◆ Consignes
1: Dites si chacune de ces affirmations est conforme au texte sur les incidents de juin 2019, par oui ou non, en citant les mots exacts du texte qui tranchent. (a) Les incidents du 10 juin 2019 ont eu lieu au Palais du peuple. (b) Le siège du Pprd à Lubumbashi a été pillé. (c) Les faiseurs d'opinion ont condamné ces incidents avec fermeté.
2: Recopiez le texte sur les incidents de juin 2019 depuis « Les incidents qui » jusqu'à « Fcc soit réédité. ».
3: Reprenez le texte sur les incidents de juin 2019 et poursuivez-le à partir de l'endroit où il s'arrête.

◆ Texte de la page
----------

Les incidents qui se sont produits le lundi 10 juin 2019 au Palais du peuple, et qui se sont prolongés le lendemain à Lubumbashi où le siège du Pprd a été systématiquement pillé par les combattants s'affichant de l'Udps, ne sont pas pour consolider la démocratie. Il est à craindre que ce mercredi ou dans les jours à venir, l'exploit de destruction des bureaux du Fcc soit réédité.
Cest surprenant que des faiseurs d'opinion, parmi lesquels ceux qui sont considérés comme références, s'abstiennent de les condamner avec fermeté. Une façon subtile d'encourager les auteurs de ces incidents entendre la dérive.

----------

Lignes du jeu de données de pointage d'objets
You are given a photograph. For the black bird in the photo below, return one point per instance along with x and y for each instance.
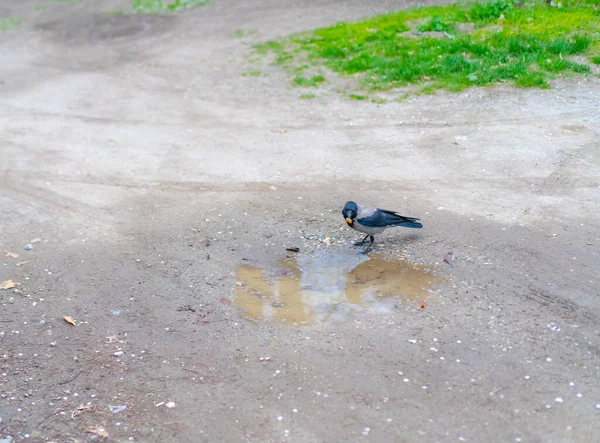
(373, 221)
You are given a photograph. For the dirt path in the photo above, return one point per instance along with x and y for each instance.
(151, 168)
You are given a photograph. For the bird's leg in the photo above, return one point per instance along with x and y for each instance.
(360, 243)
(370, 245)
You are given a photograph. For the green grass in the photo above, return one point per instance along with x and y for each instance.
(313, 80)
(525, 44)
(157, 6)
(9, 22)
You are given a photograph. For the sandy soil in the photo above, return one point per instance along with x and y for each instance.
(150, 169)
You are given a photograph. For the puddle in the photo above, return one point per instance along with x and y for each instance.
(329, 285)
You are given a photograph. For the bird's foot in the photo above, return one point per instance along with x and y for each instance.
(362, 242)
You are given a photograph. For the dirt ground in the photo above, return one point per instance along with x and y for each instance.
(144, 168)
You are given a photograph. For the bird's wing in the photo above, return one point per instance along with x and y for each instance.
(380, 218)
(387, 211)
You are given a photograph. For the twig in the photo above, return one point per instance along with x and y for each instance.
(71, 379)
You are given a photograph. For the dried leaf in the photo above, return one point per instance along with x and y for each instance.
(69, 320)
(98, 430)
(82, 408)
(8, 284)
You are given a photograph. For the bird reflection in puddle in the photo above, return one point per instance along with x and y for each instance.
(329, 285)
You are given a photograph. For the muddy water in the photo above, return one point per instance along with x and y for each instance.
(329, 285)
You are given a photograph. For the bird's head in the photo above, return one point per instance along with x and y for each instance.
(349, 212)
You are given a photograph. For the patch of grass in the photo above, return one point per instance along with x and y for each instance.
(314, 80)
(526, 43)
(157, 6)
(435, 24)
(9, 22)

----------

◆ Réponses aux exercices
1:
(a) Oui : « Les incidents qui se sont produits le lundi 10 juin 2019 au Palais du peuple ».
(b) Oui : « à Lubumbashi où le siège du Pprd a été systématiquement pillé ».
(c) Non : « des faiseurs d'opinion, parmi lesquels ceux qui sont considérés comme références, s'abstiennent de les condamner avec fermeté ».

2:
Les incidents qui se sont produits le lundi 10 juin 2019 au Palais du peuple, et qui se sont prolongés le lendemain à Lubumbashi où le siège du Pprd a été systématiquement pillé par les combattants s'affichant de l'Udps, ne sont pas pour consolider la démocratie. Il est à craindre que ce mercredi ou dans les jours à venir, l'exploit de destruction des bureaux du Fcc soit réédité.

3:
Des victimes, la plus touchée dans sa chair et dans sa conscience est sans doute Jeanine Mabunda Lioko. Non pas du fait d'être la première femme congolaise à exercer la présidence de l'Assemblée nationale sur base d'une double élection (d'abord comme députée nationale, ensuite à la tête de la chambre basse), mais du fait davoir été livrée en pâture aux combattants par son adjoint direct, Jean-Marc Kabund.
Dans une interview au site 7sur7.cd publiée sous le titre « Kabund : Quand il y a une motion pareille je devais être mis au courant, ce qui n'a pas été fait. Tout a été boutiqué, j'ai toutes les informations", le président intérimaire de l'Udps (cest-à-dire successeur en titre de Félix Tshisekedi interdit par la Constitution à exercer des fonctions statutaires au sein du parti) étale son manque de connaissance du règlement intérieur de l'Assemblée nationale.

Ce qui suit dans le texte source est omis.